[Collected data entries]
******************************

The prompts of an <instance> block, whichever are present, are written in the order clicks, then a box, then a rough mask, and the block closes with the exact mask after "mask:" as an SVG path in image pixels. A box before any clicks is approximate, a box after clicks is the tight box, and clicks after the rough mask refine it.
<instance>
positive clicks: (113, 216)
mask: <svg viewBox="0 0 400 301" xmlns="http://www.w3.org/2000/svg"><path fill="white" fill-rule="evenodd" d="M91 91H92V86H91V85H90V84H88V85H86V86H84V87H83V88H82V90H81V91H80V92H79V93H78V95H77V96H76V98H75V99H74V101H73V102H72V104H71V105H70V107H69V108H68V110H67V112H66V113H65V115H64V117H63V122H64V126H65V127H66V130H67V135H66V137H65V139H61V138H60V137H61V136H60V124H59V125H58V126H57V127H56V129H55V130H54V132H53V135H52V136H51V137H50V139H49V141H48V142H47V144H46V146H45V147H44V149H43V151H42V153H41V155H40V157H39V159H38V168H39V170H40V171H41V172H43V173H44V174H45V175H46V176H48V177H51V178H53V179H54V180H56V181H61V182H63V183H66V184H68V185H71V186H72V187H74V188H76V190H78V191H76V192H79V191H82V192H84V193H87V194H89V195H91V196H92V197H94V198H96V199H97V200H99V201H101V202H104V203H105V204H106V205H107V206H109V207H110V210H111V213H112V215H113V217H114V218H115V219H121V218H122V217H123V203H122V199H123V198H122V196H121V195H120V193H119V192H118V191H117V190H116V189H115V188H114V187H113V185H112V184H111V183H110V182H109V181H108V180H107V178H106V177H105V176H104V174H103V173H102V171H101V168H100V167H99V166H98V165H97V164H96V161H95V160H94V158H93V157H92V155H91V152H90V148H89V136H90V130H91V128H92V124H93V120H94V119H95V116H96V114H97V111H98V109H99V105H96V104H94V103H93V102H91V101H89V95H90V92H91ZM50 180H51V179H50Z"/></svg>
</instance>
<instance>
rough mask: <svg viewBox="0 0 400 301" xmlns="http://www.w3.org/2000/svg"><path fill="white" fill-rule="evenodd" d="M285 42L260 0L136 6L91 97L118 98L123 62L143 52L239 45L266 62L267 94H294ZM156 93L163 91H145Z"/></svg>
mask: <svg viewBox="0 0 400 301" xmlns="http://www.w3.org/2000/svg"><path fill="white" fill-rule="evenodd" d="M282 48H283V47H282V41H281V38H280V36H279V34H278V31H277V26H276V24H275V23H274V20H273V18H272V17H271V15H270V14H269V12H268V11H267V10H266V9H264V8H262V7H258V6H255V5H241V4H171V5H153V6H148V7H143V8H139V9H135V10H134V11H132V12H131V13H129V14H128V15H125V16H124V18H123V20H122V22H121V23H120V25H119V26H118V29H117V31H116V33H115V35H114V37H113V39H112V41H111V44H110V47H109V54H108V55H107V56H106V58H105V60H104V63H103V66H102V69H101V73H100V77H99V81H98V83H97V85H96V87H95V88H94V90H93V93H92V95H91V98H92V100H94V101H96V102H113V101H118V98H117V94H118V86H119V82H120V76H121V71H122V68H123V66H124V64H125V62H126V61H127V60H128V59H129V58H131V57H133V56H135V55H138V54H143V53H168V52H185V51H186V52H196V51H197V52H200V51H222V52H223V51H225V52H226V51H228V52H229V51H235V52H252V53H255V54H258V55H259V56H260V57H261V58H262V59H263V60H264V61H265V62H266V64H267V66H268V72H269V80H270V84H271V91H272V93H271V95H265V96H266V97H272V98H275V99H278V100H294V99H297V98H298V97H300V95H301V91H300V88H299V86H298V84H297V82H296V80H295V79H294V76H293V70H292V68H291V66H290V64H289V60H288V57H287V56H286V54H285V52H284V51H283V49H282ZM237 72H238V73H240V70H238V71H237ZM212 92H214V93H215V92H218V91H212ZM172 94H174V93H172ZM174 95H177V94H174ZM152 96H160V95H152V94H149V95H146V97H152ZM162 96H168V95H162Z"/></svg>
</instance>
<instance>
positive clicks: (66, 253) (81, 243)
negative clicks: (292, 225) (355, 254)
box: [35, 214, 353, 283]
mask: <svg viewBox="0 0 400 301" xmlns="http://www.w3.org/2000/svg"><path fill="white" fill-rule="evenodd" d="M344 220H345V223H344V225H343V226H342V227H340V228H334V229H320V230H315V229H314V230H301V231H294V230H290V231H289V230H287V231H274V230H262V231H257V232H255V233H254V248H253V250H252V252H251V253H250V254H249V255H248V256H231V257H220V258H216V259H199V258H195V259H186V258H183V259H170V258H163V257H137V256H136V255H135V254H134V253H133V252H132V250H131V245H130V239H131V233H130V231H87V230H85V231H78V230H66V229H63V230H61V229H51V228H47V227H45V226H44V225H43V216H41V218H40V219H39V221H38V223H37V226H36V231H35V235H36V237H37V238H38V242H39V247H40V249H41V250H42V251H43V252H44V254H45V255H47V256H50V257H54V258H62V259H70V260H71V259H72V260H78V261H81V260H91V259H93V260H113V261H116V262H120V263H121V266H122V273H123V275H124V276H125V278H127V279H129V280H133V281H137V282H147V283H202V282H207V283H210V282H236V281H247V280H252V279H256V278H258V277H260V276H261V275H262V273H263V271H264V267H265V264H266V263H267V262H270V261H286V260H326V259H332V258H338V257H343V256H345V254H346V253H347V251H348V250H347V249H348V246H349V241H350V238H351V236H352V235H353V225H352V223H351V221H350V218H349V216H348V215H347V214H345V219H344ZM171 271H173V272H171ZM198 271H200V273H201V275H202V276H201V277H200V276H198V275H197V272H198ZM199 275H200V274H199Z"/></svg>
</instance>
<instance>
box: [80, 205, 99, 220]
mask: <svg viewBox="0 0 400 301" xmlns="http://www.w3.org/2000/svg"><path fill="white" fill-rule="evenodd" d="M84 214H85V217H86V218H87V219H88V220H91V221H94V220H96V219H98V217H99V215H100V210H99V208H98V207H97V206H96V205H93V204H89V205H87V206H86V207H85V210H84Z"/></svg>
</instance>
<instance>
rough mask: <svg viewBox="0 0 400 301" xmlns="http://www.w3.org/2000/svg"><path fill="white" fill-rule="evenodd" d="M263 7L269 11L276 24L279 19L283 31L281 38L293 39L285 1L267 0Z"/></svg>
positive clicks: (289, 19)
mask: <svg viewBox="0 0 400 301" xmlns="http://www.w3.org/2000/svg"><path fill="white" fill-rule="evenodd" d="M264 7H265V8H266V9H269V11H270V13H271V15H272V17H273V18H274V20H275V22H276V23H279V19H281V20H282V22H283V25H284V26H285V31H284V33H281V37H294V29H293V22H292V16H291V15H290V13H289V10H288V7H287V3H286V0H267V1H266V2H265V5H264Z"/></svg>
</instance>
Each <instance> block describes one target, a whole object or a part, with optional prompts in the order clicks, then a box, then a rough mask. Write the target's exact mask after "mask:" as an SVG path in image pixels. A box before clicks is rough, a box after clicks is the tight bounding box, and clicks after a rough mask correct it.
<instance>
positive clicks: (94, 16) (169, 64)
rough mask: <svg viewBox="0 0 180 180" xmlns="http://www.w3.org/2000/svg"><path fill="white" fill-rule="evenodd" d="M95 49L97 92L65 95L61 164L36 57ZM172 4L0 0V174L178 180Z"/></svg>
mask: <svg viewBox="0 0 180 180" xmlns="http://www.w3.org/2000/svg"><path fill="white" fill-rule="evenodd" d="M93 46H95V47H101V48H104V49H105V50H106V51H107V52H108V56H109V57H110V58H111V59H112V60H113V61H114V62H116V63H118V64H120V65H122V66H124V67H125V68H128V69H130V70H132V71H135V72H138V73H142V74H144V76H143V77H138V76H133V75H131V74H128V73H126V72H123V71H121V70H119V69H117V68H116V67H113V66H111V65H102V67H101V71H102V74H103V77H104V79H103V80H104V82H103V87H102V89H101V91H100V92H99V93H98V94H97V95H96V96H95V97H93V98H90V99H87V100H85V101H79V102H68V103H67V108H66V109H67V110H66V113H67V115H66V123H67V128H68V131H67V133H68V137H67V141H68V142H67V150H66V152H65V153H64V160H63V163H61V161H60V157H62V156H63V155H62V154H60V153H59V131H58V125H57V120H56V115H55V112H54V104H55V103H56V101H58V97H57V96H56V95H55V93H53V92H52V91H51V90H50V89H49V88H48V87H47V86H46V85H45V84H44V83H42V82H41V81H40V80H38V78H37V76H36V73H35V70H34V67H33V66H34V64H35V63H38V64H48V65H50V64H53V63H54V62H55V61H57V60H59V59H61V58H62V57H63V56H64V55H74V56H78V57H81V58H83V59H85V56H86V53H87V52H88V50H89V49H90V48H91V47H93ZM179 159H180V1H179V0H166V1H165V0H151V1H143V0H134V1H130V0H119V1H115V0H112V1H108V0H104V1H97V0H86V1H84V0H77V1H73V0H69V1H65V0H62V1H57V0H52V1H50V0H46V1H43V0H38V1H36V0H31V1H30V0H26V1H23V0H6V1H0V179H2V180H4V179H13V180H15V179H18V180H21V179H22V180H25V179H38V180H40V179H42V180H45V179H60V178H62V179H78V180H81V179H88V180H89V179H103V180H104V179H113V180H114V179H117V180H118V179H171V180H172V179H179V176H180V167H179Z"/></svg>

******************************

** YOUR TASK **
If a line of the data holds the string "exact", list it.

** RESULT **
The prompts of an <instance> block, whichever are present, are written in the order clicks, then a box, then a rough mask, and the block closes with the exact mask after "mask:" as an SVG path in image pixels. A box before any clicks is approximate, a box after clicks is the tight box, and clicks after the rough mask refine it.
Each <instance> block describes one target, a whole object or a part, with optional prompts in the order clicks, then a box, then a rough mask. Write the target's exact mask after "mask:" as an SVG path in image pixels. A box before clicks is rough, a box after clicks is the tight bounding box, and clicks after a rough mask correct it.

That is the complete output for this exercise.